* [To be done]: Print the whole listing exactly.

(Named object pointing entries)
● ● ● ● ● ● ●

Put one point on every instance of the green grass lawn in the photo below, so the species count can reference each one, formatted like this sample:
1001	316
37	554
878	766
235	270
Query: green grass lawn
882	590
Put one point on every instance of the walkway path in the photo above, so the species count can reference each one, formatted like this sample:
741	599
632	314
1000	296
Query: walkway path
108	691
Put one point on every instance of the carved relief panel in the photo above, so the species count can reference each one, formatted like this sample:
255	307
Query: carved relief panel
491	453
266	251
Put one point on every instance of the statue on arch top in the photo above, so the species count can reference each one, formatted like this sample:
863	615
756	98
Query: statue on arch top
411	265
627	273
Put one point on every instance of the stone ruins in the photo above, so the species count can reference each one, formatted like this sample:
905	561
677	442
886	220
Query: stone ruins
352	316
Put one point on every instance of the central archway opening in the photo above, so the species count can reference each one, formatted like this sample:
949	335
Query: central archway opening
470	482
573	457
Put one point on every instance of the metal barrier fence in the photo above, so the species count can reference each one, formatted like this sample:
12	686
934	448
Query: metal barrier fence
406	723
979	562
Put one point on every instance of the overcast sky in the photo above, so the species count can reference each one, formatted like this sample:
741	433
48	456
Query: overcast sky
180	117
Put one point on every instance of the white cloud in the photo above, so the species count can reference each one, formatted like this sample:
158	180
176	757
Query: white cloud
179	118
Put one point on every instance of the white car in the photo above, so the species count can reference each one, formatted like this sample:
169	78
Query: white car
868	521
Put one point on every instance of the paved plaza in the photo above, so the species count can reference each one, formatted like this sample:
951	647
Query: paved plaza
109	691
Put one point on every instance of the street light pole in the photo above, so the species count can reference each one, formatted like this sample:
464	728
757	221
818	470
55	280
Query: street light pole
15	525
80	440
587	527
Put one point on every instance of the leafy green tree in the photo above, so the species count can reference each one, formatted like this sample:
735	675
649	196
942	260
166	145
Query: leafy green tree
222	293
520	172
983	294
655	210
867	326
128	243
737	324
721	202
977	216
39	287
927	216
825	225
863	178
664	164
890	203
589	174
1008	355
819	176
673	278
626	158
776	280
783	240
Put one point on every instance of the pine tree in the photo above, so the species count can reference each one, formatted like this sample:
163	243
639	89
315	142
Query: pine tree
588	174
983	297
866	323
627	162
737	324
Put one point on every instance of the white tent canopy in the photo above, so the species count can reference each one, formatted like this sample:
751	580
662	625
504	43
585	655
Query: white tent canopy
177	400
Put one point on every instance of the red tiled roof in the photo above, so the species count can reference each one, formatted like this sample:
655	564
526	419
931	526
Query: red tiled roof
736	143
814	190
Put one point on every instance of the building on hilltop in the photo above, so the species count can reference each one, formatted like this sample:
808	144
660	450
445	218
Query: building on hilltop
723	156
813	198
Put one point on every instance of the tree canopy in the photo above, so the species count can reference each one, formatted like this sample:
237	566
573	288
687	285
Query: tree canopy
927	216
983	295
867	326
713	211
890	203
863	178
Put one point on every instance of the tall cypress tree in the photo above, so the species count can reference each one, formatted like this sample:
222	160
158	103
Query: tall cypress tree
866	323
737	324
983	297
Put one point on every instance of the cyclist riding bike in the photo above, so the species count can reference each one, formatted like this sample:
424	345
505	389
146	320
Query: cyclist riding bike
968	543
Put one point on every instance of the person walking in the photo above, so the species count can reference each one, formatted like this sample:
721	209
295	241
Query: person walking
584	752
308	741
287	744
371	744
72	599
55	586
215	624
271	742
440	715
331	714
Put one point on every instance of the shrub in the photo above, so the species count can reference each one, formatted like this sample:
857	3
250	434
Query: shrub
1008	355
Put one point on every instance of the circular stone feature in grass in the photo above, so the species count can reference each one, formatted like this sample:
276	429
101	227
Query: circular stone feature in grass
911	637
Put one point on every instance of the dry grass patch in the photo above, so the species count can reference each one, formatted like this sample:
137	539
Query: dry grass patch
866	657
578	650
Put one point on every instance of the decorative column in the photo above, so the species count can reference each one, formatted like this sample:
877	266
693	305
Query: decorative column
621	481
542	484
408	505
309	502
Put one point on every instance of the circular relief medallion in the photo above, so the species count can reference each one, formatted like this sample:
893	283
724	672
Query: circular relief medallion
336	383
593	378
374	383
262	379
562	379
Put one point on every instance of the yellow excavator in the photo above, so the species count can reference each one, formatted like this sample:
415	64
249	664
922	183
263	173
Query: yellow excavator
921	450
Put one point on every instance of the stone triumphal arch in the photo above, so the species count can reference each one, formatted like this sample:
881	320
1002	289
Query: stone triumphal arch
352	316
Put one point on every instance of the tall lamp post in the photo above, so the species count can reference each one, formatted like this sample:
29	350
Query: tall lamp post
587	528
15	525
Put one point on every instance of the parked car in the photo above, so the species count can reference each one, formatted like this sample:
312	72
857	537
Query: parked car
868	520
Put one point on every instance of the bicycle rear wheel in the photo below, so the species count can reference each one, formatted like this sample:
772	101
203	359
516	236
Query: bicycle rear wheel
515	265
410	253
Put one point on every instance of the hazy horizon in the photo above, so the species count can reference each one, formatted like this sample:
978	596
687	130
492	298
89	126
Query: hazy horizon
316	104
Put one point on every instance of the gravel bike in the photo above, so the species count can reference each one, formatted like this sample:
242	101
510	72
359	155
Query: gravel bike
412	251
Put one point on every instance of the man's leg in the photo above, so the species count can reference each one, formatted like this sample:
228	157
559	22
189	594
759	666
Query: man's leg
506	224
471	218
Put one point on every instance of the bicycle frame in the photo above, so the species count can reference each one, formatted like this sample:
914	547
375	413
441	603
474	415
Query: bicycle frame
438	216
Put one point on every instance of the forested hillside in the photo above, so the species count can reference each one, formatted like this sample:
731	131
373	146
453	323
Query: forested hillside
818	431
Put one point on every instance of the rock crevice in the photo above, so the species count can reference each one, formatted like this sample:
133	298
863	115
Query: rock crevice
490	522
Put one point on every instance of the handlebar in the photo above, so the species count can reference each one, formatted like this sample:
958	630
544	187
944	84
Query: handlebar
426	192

● ● ● ● ● ● ●

* [Result of the exercise]:
Put one point on every instance of the green grass lawn in the photo below, so the species count can reference each one, formatted like this sample:
1001	316
37	554
878	766
235	270
Query: green grass lawn
882	590
Put one point on every instance of the walkway path in the photo above, so the species count can reference each one, formatted like this sample:
741	599
632	314
1000	296
Query: walkway path
108	691
Put one point on every instance of the carved relief panel in the photo above, so the species count can reference each one, formatted like this sample:
255	307
Query: carved relief panel
491	453
266	251
Put one point on every instance of the statue on arch top in the photo above, so the species count can reference each one, formatted like this sample:
863	615
756	98
Query: statue on arch top
411	265
627	273
Put one point on every instance of the stone ruins in the photo above, so the species count can reference each one, formatted like this sample:
905	561
677	442
886	220
Query: stone ruins
352	316
Put one point on every instance of the central archway opening in the photo above, so the species count can reference each one, formatted like this sample:
949	335
Query: central archway opening
470	482
573	457
Put one point on every instance of the metal barrier fence in the photo above, so the species count can reference each one, formatted like this sample:
12	686
934	448
Query: metal barrier fence
406	723
979	562
Put one point on every instance of the overcast sky in the photo above, so the species count can reference each one, formatted like this sample:
741	433
48	456
Query: overcast sky
180	117
Put one point on every instance of the white cloud in the photo above, so the species count can reference each one, formatted like this sample:
158	180
176	757
Query: white cloud
179	118
Put one point on every instance of the white car in the photo above, so the species count can reference each one, formatted like this sample:
169	78
Query: white car
868	521
Put one point on every instance of the paved plaza in the photo above, so the species count can reference each one, formatted like this sample:
951	647
Query: paved plaza
109	691
Put one point on every instance of the street light pole in the photo above, so the species count can reference each one, formatted like this sample:
464	728
757	221
818	470
55	280
Query: street light pole
15	525
80	440
587	527
Put one point on every instance of the leafy green tree in the photo above, so the species count can reference each one, formatted like this sample:
735	675
649	196
942	260
166	145
Query: leafy green tree
222	293
520	172
983	294
655	210
867	326
128	243
737	324
721	202
977	216
39	287
927	216
825	225
863	178
664	164
890	203
589	174
1008	355
819	176
673	278
626	158
776	280
783	240
Put one point on every instance of the pine tree in the photo above, so the species count can reference each one, formatted like this sample:
163	243
639	89
315	142
Query: pine tree
588	174
983	297
866	323
627	162
737	324
Put one point on every instance of the white tent canopy in the photo above, so the species count can reference each one, formatted like this sample:
751	580
662	625
504	43
585	655
Query: white tent canopy
177	400
Put one point on every instance of the red tiled roof in the photo above, so the species count can reference each one, formatted like this sample:
655	564
526	419
931	526
Query: red tiled roof
736	143
814	190
Put one point on every instance of the building on hilltop in the photo above, so the species count can reference each one, formatted like this sample:
808	144
660	450
445	218
Query: building on hilltop
723	156
813	198
Put one point on every instance of the tree canopy in the photo above, so the species count can reference each one, formatted like this sample:
237	566
573	288
687	285
Query: tree canopy
927	216
983	295
867	326
713	211
890	203
863	178
Put one point on every instance of the tall cypress tree in the photo above, so the species count can reference each one, formatted like this sample:
222	160
158	103
Query: tall cypress tree
866	323
737	324
983	297
Put one point on every instance of the cyclist riding bike in the photo above, so the species count can reference each one, formatted like this sample:
424	345
505	389
146	320
Query: cyclist riding bike
968	543
Put one point on every instance of the person walking in the photo above, so the species count can reference each one, formatted like this sample:
721	209
295	241
Query: person walking
584	752
308	741
287	744
371	744
72	599
55	586
215	624
271	742
440	715
331	714
Put one point on every instance of the shrub in the photo above, so the species count can reference each one, formatted like this sample:
857	3
250	434
Query: shrub
1008	355
Put one point on every instance of the circular stone feature in grass in the photo above, so the species count can reference each one, formatted like this sample:
276	429
101	227
Query: circular stone feature in grass
911	637
Put one point on every instance of the dry grass patch in the photo above, so the species count can reference each one, formatted like this sample:
137	539
Query: dry grass patch
866	657
578	650
Put one point on every instance of the decorative column in the photo above, so the species count can reference each one, formatted like this sample:
877	266
693	305
Query: decorative column
621	481
542	484
408	505
309	502
Put one point on every instance of the circular relief medallion in the photo above, so the species count can reference each one, formatted like this sample:
893	283
724	672
Query: circular relief medallion
336	383
593	378
374	383
262	379
562	379
Put one point on every instance of the yellow excavator in the photo above, so the species count can reference each one, formatted like this sample:
415	64
249	664
922	183
263	173
Query: yellow excavator
921	450
Put one point on every instance of the stone triumphal arch in the photo above, so the species count can reference each one, formatted like this sample:
881	320
1002	289
Query: stone triumphal arch
352	316
Put one point on every instance of the tall lamp post in the photo above, so the species count can reference each one, formatted like this sample:
29	350
Query: tall lamp post
587	528
15	525
Put one point on every instance of the parked car in the photo above, so the species count can reference each one, formatted like this sample:
312	72
857	537
Query: parked car
868	520
Put one point on every instance of the bicycle rear wheel in the photo below, so the species count can reference each one, formatted like this sample:
772	101
203	359
516	236
Query: bicycle rear wheel
515	265
410	253
Put one point on every instance of the hazy horizon in the photo above, so the species count can reference each one, formatted like this sample:
978	596
687	130
492	298
89	126
Query: hazy horizon
316	104
Put one point on every instance of the gravel bike in the photo above, so the species count can reference each one, formatted like this sample:
242	101
510	72
359	155
Query: gravel bike
412	251
Put one point on every instance of the man's leg in the photo above, so the species count can reference each one, formatted like this sample:
228	157
559	22
189	594
759	666
Query: man's leg
506	224
471	218
Put one point on every instance of the bicycle frame in the photo above, so the species count can reference each one, formatted like this sample:
914	547
375	413
441	603
474	415
Query: bicycle frame
438	216
Put one point on every instance of the forested hillside in the photo above, so the species count can reference each one, formatted like this sample:
731	131
373	146
453	323
Query: forested hillside
818	431
Put one point on every instance of the rock crevice in the photo above, so the species count can reference each one, formatted like this sample:
133	298
863	115
Query: rock crevice
490	522
Put one point on every instance of the handlebar in the photo above, so the species count can reference each one, formatted like this sample:
958	630
544	187
944	84
Query: handlebar
426	192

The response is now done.